Point localization data:
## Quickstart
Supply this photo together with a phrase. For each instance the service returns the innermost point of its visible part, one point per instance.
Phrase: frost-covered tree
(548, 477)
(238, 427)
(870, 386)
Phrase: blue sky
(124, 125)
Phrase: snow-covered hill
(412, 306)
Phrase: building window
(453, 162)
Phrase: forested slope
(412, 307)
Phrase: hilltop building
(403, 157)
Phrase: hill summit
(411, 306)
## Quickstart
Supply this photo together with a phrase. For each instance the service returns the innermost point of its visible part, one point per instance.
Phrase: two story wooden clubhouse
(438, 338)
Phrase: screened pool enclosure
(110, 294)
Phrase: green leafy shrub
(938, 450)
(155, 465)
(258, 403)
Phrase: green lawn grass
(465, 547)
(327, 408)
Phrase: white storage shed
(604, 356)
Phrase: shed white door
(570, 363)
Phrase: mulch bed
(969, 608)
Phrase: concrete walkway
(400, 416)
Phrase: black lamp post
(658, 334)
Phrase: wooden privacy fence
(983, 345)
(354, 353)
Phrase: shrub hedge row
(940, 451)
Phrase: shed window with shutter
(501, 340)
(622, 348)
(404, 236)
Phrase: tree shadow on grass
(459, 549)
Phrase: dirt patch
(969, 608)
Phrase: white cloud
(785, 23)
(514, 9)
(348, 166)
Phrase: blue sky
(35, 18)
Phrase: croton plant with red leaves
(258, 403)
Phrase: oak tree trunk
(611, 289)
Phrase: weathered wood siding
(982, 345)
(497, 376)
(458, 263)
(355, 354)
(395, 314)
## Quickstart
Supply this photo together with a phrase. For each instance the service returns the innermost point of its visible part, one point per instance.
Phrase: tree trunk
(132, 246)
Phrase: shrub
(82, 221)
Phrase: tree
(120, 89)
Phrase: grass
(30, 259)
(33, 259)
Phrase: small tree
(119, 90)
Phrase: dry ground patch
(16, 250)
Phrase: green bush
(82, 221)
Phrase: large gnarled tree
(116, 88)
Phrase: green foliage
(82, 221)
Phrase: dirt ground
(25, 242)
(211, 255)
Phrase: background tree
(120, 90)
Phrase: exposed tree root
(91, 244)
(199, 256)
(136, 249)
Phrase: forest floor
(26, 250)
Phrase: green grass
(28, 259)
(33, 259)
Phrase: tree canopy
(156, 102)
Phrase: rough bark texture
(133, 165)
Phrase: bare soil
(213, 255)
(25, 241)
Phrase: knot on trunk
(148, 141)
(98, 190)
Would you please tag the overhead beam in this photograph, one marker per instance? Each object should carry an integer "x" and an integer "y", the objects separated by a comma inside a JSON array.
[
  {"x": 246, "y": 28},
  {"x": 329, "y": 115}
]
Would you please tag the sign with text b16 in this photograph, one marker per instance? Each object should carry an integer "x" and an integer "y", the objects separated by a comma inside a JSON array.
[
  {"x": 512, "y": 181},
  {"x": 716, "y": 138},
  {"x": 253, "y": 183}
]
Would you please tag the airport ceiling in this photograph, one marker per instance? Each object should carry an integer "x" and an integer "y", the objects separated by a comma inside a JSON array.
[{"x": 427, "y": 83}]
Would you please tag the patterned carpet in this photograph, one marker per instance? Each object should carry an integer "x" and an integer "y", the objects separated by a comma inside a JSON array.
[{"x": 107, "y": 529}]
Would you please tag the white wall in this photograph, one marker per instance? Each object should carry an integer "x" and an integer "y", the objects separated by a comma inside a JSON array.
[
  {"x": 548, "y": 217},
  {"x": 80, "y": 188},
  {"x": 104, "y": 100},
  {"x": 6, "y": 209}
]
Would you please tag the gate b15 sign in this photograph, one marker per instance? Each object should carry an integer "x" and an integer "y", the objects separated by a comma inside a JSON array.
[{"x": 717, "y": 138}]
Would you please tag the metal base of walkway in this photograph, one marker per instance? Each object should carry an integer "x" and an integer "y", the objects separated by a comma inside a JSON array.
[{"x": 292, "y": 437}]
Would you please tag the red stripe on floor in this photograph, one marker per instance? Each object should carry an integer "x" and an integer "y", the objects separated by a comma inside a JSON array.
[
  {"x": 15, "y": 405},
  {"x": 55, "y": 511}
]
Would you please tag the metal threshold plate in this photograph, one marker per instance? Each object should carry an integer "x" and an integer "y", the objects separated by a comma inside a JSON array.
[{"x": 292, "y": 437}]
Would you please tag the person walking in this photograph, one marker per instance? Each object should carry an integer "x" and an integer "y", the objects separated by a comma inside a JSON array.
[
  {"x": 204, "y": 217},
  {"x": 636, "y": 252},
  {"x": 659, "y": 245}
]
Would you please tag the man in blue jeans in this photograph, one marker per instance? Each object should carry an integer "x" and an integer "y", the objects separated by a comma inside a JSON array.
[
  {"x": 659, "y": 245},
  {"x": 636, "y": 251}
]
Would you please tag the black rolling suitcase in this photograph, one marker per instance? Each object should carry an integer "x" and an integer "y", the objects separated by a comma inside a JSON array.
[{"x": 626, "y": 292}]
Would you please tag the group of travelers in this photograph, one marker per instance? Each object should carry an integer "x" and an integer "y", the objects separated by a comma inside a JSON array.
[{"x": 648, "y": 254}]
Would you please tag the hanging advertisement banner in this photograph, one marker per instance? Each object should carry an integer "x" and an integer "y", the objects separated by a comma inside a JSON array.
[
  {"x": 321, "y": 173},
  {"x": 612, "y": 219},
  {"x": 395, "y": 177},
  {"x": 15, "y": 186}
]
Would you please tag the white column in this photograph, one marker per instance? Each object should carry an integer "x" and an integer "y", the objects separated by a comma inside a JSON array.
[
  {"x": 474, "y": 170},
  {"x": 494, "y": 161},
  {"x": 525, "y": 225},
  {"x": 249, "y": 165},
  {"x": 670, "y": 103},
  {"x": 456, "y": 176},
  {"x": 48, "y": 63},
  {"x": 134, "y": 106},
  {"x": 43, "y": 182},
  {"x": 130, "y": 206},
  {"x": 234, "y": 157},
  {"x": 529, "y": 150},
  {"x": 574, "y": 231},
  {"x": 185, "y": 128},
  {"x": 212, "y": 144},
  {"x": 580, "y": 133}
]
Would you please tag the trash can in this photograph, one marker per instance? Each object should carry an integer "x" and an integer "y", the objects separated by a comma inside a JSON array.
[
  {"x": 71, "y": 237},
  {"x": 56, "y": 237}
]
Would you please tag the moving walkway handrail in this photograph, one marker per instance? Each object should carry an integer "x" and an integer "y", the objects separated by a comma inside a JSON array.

BRIEF: Reproduce all of the data exactly as given.

THE COMPLETED TASK:
## Quickstart
Supply this photo together with a phrase. For each instance the service returns the innermost point of its visible part, one point per instance.
Phrase: frost-covered tree
(548, 477)
(238, 427)
(870, 386)
Phrase: blue sky
(124, 125)
Phrase: snow-covered hill
(412, 306)
Phrase: building window
(453, 162)
Phrase: forested slope
(412, 307)
Phrase: hilltop building
(403, 157)
Phrase: hill summit
(411, 306)
## Quickstart
Supply this photo together with a phrase. For each instance the service returns the innermost point of its visible part, one point per instance.
Phrase: two story wooden clubhouse
(438, 338)
Phrase: screened pool enclosure
(110, 294)
Phrase: green leafy shrub
(938, 450)
(155, 465)
(258, 403)
Phrase: green lawn grass
(465, 547)
(327, 408)
Phrase: white storage shed
(604, 356)
Phrase: shed white door
(570, 363)
Phrase: mulch bed
(969, 608)
Phrase: concrete walkway
(400, 416)
Phrase: black lamp post
(658, 334)
Phrase: wooden privacy fence
(983, 345)
(354, 353)
Phrase: shrub hedge row
(940, 451)
Phrase: shed window with shutter
(501, 340)
(622, 348)
(404, 236)
Phrase: tree shadow on grass
(459, 549)
Phrase: dirt patch
(969, 608)
Phrase: white cloud
(785, 23)
(514, 9)
(348, 166)
Phrase: blue sky
(35, 18)
Phrase: croton plant with red leaves
(258, 403)
Phrase: oak tree trunk
(611, 289)
Phrase: weathered wood siding
(982, 345)
(497, 376)
(458, 263)
(355, 354)
(395, 314)
## Quickstart
Supply this photo together with a phrase. For each instance the service returns the innermost point of its visible part, one point per instance.
Phrase: tree trunk
(132, 246)
Phrase: shrub
(82, 221)
Phrase: tree
(120, 89)
Phrase: grass
(30, 259)
(33, 259)
Phrase: small tree
(119, 90)
Phrase: dry ground patch
(16, 250)
Phrase: green bush
(82, 221)
Phrase: large gnarled tree
(116, 88)
Phrase: green foliage
(82, 221)
Phrase: dirt ground
(25, 242)
(211, 255)
Phrase: background tree
(120, 90)
Phrase: exposed tree root
(91, 244)
(199, 256)
(136, 249)
Phrase: forest floor
(26, 250)
Phrase: green grass
(28, 259)
(33, 259)
Phrase: tree canopy
(156, 102)
Phrase: rough bark texture
(133, 165)
Phrase: bare soil
(213, 255)
(25, 241)
Phrase: knot on trunk
(148, 141)
(98, 190)
Would you please tag the overhead beam in this photograph, one marker per instance? Each object should carry an integer "x" and an integer "y", the objects separated by a comma inside a JSON array.
[
  {"x": 246, "y": 28},
  {"x": 329, "y": 115}
]
Would you please tag the sign with text b16 in this photograph, one marker per instance? Each object should carry an integer "x" and an integer "y", the objects separated by a comma inside a JSON array.
[
  {"x": 512, "y": 181},
  {"x": 716, "y": 138},
  {"x": 253, "y": 183}
]
Would you please tag the airport ceiling in this photograph, one marker per instance? Each object should carry an integer "x" and an integer "y", the objects separated by a comma inside a JSON array.
[{"x": 427, "y": 83}]
Would you please tag the patterned carpet in this photograph, one marker per instance? Each object should carry an integer "x" and an integer "y", the objects separated by a comma inside a JSON array.
[{"x": 107, "y": 529}]
Would you please tag the white wall in this photograph, one marker per instance? Each object should carry an integer "x" and an integer "y", the objects separated by a comma inside a JSON array.
[
  {"x": 548, "y": 217},
  {"x": 80, "y": 188},
  {"x": 104, "y": 100},
  {"x": 6, "y": 209}
]
Would you please tag the gate b15 sign in this photograph, one marker per instance? Each object should carry an integer "x" and an integer "y", the objects separated by a comma inside a JSON array.
[{"x": 717, "y": 138}]
Would you please tag the metal base of walkway in this photograph, one marker per instance? Each object should carry an integer "x" and an integer "y", the objects separated by a comma inside a JSON array.
[{"x": 292, "y": 437}]
Would you please tag the red stripe on floor in this photograph, one marker per instance? Each object should carry an integer "x" and an integer "y", the objects separated by a comma inside a JSON array.
[
  {"x": 15, "y": 405},
  {"x": 55, "y": 511}
]
Would you please tag the metal threshold plate in this photograph, one marker per instance? Each object should carry an integer "x" and an integer "y", the objects separated by a comma inside a JSON array.
[{"x": 292, "y": 437}]
Would you please tag the person walking in this photograph, one marker per instance? Each object should carry an integer "x" and an integer "y", the objects separated by a comma inside a JSON array.
[
  {"x": 204, "y": 217},
  {"x": 636, "y": 252},
  {"x": 659, "y": 245}
]
Would you please tag the man in blue jeans in this photograph, one marker per instance? Each object should carry an integer "x" and an integer "y", the objects separated by a comma inside a JSON array.
[
  {"x": 659, "y": 245},
  {"x": 636, "y": 251}
]
Would you please tag the black rolling suitcase in this photograph, one marker per instance? Each object should carry an integer "x" and an integer "y", the objects separated by a comma inside a JSON array.
[{"x": 626, "y": 292}]
Would you please tag the group of travelers in this photograph, one marker per instance? Each object should carry an integer "x" and an integer "y", the objects separated by a comma inside a JSON array.
[{"x": 648, "y": 254}]
Would you please tag the hanging advertisement banner in this photograph, one marker per instance? Each object should carry an integer "x" and an integer "y", the objects separated by a comma inside a JSON array.
[
  {"x": 321, "y": 173},
  {"x": 612, "y": 219},
  {"x": 395, "y": 177},
  {"x": 15, "y": 186}
]
Would you please tag the white column in this photograph, one marker per instance? Each object should carry an integer "x" and an integer "y", the objects separated by a comma inside a JSON array.
[
  {"x": 474, "y": 170},
  {"x": 494, "y": 161},
  {"x": 525, "y": 225},
  {"x": 249, "y": 165},
  {"x": 670, "y": 103},
  {"x": 456, "y": 176},
  {"x": 48, "y": 63},
  {"x": 134, "y": 106},
  {"x": 43, "y": 182},
  {"x": 130, "y": 206},
  {"x": 234, "y": 157},
  {"x": 529, "y": 150},
  {"x": 574, "y": 231},
  {"x": 185, "y": 128},
  {"x": 212, "y": 144},
  {"x": 580, "y": 133}
]
Would you please tag the trash can in this photograph, one marker per instance? Each object should carry an integer "x" and an integer "y", the objects separated by a comma inside a JSON array.
[
  {"x": 71, "y": 237},
  {"x": 56, "y": 237}
]
Would you please tag the moving walkway handrail in this photograph, one marker per instance? Each object should carry an integer "x" and an integer "y", the objects separated by a comma inside a JSON array.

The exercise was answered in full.